YOUR INSTRUCTIONS
Provide an exact transcription of all the records.

— START OF INFORMATION PROVIDED —

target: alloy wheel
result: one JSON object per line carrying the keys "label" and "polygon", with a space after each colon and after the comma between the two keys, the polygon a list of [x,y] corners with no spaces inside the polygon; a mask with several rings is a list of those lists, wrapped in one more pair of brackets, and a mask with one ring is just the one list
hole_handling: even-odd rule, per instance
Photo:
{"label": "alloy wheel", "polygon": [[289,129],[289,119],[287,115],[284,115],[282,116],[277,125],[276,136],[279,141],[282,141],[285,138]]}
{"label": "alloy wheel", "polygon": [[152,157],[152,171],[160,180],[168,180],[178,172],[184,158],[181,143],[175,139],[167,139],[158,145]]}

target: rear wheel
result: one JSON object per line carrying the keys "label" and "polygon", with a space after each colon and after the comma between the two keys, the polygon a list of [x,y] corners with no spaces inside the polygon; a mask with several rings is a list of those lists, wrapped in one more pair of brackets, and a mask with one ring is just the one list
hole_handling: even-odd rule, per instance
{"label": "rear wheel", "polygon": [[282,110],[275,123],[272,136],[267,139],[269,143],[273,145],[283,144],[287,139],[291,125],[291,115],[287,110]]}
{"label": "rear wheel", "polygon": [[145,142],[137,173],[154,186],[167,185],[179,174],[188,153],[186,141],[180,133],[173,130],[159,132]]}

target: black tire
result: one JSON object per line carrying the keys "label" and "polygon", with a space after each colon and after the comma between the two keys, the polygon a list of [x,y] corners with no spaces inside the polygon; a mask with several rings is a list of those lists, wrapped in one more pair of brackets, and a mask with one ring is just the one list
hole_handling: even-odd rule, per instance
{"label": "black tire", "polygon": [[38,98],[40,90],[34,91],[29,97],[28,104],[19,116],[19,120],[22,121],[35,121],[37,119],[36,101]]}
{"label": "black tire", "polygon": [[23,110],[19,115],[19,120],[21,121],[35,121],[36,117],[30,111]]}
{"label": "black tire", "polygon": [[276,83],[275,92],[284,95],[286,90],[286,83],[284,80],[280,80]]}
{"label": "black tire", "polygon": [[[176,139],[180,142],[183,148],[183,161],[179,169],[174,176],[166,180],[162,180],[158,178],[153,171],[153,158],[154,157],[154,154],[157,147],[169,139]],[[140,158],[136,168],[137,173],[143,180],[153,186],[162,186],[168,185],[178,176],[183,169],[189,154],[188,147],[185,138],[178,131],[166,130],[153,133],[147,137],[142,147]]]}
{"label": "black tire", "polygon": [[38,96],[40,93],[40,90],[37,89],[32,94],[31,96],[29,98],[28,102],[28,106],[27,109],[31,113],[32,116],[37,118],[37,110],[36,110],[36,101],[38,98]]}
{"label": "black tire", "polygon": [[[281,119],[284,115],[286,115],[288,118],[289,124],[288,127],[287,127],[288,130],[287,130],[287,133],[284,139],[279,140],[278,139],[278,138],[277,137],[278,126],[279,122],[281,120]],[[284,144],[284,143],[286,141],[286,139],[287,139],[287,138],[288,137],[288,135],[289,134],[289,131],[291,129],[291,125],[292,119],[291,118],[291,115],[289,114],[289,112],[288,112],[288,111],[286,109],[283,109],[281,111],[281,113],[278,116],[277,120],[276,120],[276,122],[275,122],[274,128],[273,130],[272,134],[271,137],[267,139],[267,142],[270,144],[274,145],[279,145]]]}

— END OF INFORMATION PROVIDED —

RESULT BELOW
target: alloy wheel
result: one JSON object per line carrying the keys "label" and "polygon", with a space after each colon and after the comma between the two keys, the polygon a list of [x,y] corners with no spaces inside the polygon; a mask with several rings is a list of those lists, wrapped in one more pair of brackets, and a mask with one ring is just the one list
hole_handling: even-odd rule, per instance
Photo:
{"label": "alloy wheel", "polygon": [[289,129],[289,119],[287,115],[284,115],[282,116],[277,125],[276,136],[279,141],[282,141],[285,138]]}
{"label": "alloy wheel", "polygon": [[152,157],[152,171],[160,180],[168,180],[178,172],[184,158],[181,143],[175,139],[167,139],[158,145]]}

target: rear wheel
result: one JSON object per line carrying the keys "label" and "polygon", with a space after each colon and after the comma between the two keys, the polygon a list of [x,y] corners with no spaces inside the polygon; a mask with several rings is a list of those lists, wrapped in one more pair of brackets, and a mask with one ring is just the one list
hole_handling: even-odd rule, per instance
{"label": "rear wheel", "polygon": [[282,110],[275,123],[272,136],[267,139],[269,143],[273,145],[283,144],[287,139],[291,125],[291,115],[287,110]]}
{"label": "rear wheel", "polygon": [[145,142],[137,173],[154,186],[167,185],[179,174],[188,153],[186,141],[180,133],[173,130],[159,132]]}

target: black tire
result: one JSON object per line carrying the keys "label" and "polygon", with a space after each colon and after the comma between the two keys, the polygon a list of [x,y] corners with no spaces inside the polygon; a mask with several rings is a list of those lists, wrapped in one more pair of brackets, and a mask with one ring is just the one list
hole_handling: even-odd rule, per instance
{"label": "black tire", "polygon": [[38,98],[40,90],[34,91],[29,97],[28,104],[19,116],[19,120],[22,121],[35,121],[37,119],[36,101]]}
{"label": "black tire", "polygon": [[23,110],[19,115],[19,120],[21,121],[35,121],[36,117],[30,111]]}
{"label": "black tire", "polygon": [[276,83],[275,92],[284,95],[286,90],[286,83],[284,80],[280,80]]}
{"label": "black tire", "polygon": [[[176,139],[180,142],[183,148],[183,161],[179,169],[174,176],[166,180],[162,180],[158,178],[153,171],[153,158],[154,157],[154,154],[157,147],[169,139]],[[140,158],[136,168],[137,173],[143,180],[153,186],[162,186],[168,185],[178,176],[183,169],[189,154],[188,147],[185,138],[178,131],[166,130],[153,133],[147,137],[142,147]]]}
{"label": "black tire", "polygon": [[38,96],[40,93],[40,90],[37,89],[32,94],[31,96],[29,98],[28,102],[28,106],[27,109],[31,113],[32,116],[37,118],[37,110],[36,110],[36,101],[38,98]]}
{"label": "black tire", "polygon": [[[281,119],[284,115],[286,115],[288,118],[289,124],[288,127],[287,127],[288,130],[287,130],[287,133],[284,139],[279,140],[278,139],[278,138],[277,137],[278,126],[279,122],[281,120]],[[284,144],[284,143],[286,141],[286,139],[287,139],[287,138],[288,137],[288,135],[289,134],[289,131],[291,129],[291,125],[292,119],[291,118],[291,115],[289,114],[289,112],[288,112],[288,111],[286,109],[283,109],[281,111],[281,113],[278,116],[277,120],[276,120],[276,122],[275,122],[274,128],[273,130],[272,134],[271,137],[267,139],[267,142],[270,144],[274,145],[279,145]]]}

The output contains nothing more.